Hollow Skai, Zeitzeuge, Szene-Kenner und Protagonist (No Fun, Sounds) der Neuen Deutschen Welle legt einen sachkundigen, flott geschriebenen Abriss dieser pophistorisch bedeutenden Epoche vor.
In the beginning, there was Punk. Große deutsche Plattenfirmen versuchten Ende der 1970er auf den fahrenden Zug aus England aufzuspringen und den neuen Musiktrend auch in der BRD zu lancieren (und in klingende Münze umzuwandeln). Diesen ersten (oft Retorten-) Bands (Straßenjungs, Big Balls & The Great White Idiot) war allerdings weder kommerzieller noch szeneinterner Erfolg beschieden, die großen Plattenfirmen zogen sich aus dem Geschäftszweig "Punk" zurück.

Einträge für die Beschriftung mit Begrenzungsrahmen
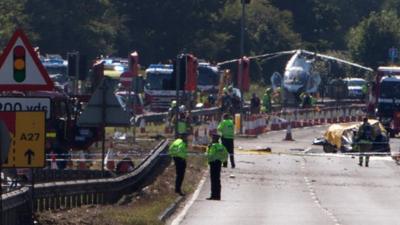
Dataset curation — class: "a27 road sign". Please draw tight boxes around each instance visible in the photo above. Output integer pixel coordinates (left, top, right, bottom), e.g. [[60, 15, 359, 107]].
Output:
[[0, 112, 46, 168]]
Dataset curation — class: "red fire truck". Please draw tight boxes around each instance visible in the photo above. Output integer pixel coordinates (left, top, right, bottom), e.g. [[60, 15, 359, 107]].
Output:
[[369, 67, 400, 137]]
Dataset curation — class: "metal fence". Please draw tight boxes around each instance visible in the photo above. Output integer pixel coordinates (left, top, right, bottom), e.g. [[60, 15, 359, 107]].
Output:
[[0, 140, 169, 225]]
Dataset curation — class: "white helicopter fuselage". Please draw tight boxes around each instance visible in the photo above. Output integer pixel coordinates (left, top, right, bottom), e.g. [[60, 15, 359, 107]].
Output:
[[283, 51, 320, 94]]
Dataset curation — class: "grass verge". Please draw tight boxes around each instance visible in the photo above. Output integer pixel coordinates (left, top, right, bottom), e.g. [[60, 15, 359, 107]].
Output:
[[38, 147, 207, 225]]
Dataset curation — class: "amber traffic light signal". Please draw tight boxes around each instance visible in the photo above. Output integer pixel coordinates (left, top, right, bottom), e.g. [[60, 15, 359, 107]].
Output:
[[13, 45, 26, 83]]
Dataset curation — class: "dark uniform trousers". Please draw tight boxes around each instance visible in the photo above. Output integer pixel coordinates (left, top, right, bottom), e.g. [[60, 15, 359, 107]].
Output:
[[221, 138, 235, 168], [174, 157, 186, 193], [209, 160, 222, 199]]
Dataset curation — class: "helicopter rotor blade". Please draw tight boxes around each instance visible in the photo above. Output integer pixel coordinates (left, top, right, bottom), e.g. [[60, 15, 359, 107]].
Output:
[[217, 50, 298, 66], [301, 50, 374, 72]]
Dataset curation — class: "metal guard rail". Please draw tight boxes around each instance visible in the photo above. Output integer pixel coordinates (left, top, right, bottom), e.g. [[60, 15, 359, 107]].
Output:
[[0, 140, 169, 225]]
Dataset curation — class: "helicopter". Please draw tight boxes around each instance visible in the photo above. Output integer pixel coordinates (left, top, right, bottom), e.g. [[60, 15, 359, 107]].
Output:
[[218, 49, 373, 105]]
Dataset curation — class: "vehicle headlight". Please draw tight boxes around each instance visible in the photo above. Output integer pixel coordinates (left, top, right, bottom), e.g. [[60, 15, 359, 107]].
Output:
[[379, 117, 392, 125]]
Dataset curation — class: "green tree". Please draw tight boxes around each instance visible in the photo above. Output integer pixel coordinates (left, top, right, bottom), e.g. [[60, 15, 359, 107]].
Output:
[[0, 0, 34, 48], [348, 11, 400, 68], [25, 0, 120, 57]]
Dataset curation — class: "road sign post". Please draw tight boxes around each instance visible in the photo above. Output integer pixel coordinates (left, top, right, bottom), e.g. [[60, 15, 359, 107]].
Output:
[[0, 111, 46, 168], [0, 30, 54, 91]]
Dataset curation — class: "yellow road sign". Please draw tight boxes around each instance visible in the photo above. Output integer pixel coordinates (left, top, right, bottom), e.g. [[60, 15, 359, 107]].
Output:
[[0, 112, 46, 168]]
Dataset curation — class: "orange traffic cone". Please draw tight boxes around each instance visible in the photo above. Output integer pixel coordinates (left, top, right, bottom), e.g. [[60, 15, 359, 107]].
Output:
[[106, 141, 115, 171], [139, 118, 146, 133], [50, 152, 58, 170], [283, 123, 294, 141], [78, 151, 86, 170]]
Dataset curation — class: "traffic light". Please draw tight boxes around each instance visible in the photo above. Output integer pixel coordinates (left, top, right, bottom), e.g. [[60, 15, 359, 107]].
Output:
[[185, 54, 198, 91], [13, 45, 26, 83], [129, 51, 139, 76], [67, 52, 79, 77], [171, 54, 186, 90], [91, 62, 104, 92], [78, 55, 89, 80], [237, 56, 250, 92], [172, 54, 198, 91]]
---
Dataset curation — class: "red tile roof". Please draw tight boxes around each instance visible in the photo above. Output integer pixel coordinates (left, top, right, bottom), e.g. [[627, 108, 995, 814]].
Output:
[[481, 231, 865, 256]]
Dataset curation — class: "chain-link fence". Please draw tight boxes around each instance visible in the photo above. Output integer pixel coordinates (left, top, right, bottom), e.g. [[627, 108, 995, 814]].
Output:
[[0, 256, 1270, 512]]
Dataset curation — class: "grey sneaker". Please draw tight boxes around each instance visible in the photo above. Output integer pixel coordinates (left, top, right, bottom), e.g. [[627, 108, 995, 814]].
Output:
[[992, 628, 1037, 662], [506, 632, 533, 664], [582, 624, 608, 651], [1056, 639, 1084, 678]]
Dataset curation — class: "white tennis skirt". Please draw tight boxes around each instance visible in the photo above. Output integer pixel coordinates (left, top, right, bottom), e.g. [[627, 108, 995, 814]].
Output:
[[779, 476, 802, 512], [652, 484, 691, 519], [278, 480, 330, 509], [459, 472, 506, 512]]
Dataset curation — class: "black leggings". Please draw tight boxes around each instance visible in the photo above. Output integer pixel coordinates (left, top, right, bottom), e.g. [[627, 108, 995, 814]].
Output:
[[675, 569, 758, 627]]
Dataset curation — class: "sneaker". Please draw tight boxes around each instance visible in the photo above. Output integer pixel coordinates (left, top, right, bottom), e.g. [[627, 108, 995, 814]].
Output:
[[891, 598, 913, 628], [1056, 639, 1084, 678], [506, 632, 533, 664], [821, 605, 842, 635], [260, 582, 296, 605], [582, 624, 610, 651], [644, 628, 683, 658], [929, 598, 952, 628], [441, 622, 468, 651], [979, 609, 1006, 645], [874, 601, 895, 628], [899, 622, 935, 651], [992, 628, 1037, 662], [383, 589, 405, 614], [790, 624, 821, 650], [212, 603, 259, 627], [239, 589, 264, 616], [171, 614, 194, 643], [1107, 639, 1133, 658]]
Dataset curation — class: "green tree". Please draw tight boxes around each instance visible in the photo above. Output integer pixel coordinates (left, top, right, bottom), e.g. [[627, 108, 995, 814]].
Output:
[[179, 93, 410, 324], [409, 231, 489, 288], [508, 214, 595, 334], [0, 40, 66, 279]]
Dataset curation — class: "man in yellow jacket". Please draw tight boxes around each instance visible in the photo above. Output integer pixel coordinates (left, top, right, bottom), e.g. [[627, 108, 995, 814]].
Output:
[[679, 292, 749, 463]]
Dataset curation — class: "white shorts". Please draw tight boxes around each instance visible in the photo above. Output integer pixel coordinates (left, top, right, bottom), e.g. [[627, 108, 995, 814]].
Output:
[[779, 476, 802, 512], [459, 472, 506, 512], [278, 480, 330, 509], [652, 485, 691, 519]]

Aufgabe A ▸
Prüfen Sie anhand des Lesetextes, ob die folgenden Aussagen zutreffen. Antworten Sie jeweils mit Ja oder Nein und zitieren Sie die entscheidenden Worte des Lesetextes wörtlich.
(i) Hollow Skai war selbst an der Neuen Deutschen Welle beteiligt.
(ii) Die ersten Punkbands der großen Plattenfirmen hatten in der Szene großen Erfolg.
(iii) Der neue Musiktrend kam aus England.
Aufgabe B ▸ Erklären Sie in ein bis drei Sätzen, was die großen deutschen Plattenfirmen laut dem Lesetext Ende der 1970er mit dem neuen Musiktrend bezweckten.
Aufgabe C ▸
Beantworten Sie die folgenden Fragen zum Lesetext.
(i) Welche Bands werden als Beispiele für die ersten Punkbands genannt?
(ii) Wie wird der Abriss von Hollow Skai beschrieben?
(iii) Was stand laut dem Lesetext am Anfang?

Musterlösung A ▸
(i) Ja: „Zeitzeuge, Szene-Kenner und Protagonist (No Fun, Sounds) der Neuen Deutschen Welle“
(ii) Nein: „Diesen ersten (oft Retorten-) Bands (Straßenjungs, Big Balls & The Great White Idiot) war allerdings weder kommerzieller noch szeneinterner Erfolg beschieden“
(iii) Ja: „auf den fahrenden Zug aus England aufzuspringen“

Musterlösung B ▸ Sie wollten auf den aus England kommenden Punk-Trend aufspringen und ihn auch in der BRD lancieren. Dabei ging es ihnen darum, den Trend „in klingende Münze umzuwandeln“, also Geld damit zu verdienen.

Musterlösung C ▸
(i) Straßenjungs sowie Big Balls & The Great White Idiot.
(ii) Als sachkundig und flott geschrieben.
(iii) Der Punk.